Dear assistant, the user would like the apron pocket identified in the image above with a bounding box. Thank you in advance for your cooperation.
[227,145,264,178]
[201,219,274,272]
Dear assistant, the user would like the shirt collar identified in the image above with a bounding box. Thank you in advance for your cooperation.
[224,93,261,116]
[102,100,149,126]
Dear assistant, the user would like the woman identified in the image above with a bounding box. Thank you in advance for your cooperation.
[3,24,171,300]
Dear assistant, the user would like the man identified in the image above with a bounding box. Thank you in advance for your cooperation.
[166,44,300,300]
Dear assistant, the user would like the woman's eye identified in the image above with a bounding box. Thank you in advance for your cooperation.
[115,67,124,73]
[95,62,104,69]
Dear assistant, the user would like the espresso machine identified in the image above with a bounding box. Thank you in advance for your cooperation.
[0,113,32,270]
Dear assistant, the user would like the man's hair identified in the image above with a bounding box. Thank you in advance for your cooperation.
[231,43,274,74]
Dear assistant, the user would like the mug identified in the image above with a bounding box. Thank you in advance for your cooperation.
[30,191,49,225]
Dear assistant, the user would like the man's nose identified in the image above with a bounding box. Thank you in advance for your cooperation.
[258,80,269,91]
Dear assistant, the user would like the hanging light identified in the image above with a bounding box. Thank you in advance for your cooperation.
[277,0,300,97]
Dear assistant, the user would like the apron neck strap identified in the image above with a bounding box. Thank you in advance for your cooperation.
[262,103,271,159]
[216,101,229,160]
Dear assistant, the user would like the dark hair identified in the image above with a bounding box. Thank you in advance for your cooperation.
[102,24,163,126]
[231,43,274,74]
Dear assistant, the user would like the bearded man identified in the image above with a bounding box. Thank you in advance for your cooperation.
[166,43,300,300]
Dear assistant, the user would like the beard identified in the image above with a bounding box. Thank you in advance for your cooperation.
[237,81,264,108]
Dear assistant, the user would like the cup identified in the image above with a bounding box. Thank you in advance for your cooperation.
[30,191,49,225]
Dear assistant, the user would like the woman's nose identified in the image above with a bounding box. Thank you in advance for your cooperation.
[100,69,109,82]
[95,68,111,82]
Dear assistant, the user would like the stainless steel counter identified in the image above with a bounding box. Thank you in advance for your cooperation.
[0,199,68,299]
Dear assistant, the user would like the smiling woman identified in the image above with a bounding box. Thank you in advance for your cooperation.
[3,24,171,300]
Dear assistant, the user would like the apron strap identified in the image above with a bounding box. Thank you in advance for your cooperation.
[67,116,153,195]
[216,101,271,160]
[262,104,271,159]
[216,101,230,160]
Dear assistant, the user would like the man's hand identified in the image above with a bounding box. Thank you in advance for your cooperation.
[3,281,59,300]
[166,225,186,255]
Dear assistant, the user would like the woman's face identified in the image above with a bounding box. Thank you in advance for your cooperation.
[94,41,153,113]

## What you should do
Word for word, every record must be given again.

## Completed task
Dear assistant, the user would like the apron pocket identified in the image above with a bounding box. Thank you in advance for your cooperation.
[227,145,264,178]
[201,219,274,272]
Dear assistant, the user would like the shirt collar identified in the image above with a bounding box. Thank you in advance for your cooperation.
[224,93,261,116]
[102,100,149,126]
Dear assistant, the user would like the woman identified in the image above with a bounding box. Thank you in advance for your cooperation.
[3,24,171,300]
Dear assistant, the user would like the man identified in the image above with a bounding box. Thank you in advance for your cooperation.
[166,44,300,300]
Dear assistant, the user would like the woman's eye identified in the image above with a bounding box. Thank you in advance for your cooperation.
[115,67,124,73]
[95,62,104,69]
Dear assistant, the user would like the espresso machine identified in the image above with a bounding box. Thank you in advance for your cooperation.
[0,113,32,270]
Dear assistant, the user would like the man's hair identified in the image above with a bounding box. Thank you in advance for your cooperation.
[231,43,274,74]
Dear assistant, the user would like the mug identified in the image above with a bounding box. Thank you in advance for your cooperation.
[30,191,49,225]
Dear assistant, the user would like the man's nose identified in the image above with a bounding box. Thank you in advance for your cooperation.
[258,80,269,91]
Dear assistant, the user would like the hanging light identified in the image above with a bounding box. Thank you in advance for your cooperation.
[277,0,300,97]
Dear assistant, the user would like the apron neck strap identified in the image above with a bounding box. Thank you in advance for your cooperation.
[262,103,271,159]
[216,101,229,160]
Dear assistant, the user would like the dark hair identified in the image above with a bounding box. Thank you in advance for your cooperation.
[102,24,163,126]
[231,43,274,74]
Dear assistant, the user would like the bearded man identified in the image above with a bounding box. Thank you in advance for your cooperation.
[166,43,300,300]
Dear assistant, the user would like the beard identified in the image above with a bounding box. Thank you in advance for your cooperation.
[237,81,264,108]
Dear assistant, the user would like the cup identified in the image above with a bounding box. Thank you in advance for your cooperation.
[30,191,49,225]
Dear assistant, the user would like the woman's nose identified in the image above with a bounding box. Thank you in advance for your cooperation.
[100,69,109,82]
[95,68,111,82]
Dear assistant, the user would like the stainless steel counter identified in the image above with a bounding box. Thank you in advance for your cooperation.
[0,199,68,299]
Dear assistant, the user would like the smiling woman identified in the image above with a bounding box. Thank you in advance for your cooperation.
[3,24,171,300]
Dear assistant, the user would like the apron strap identified in the image above with a bounding box. Thank you in advance for your cooperation.
[67,116,153,195]
[216,101,271,160]
[262,104,271,159]
[216,101,230,160]
Dear assistant, the user would like the man's hand identified in the image above with a bounding box. Thank you in advance for your cooperation.
[3,281,59,300]
[166,225,186,255]
Dear assistant, the user would like the woman's face identified in the image above with a bounding box. Thank you in advance for your cooperation.
[94,41,153,113]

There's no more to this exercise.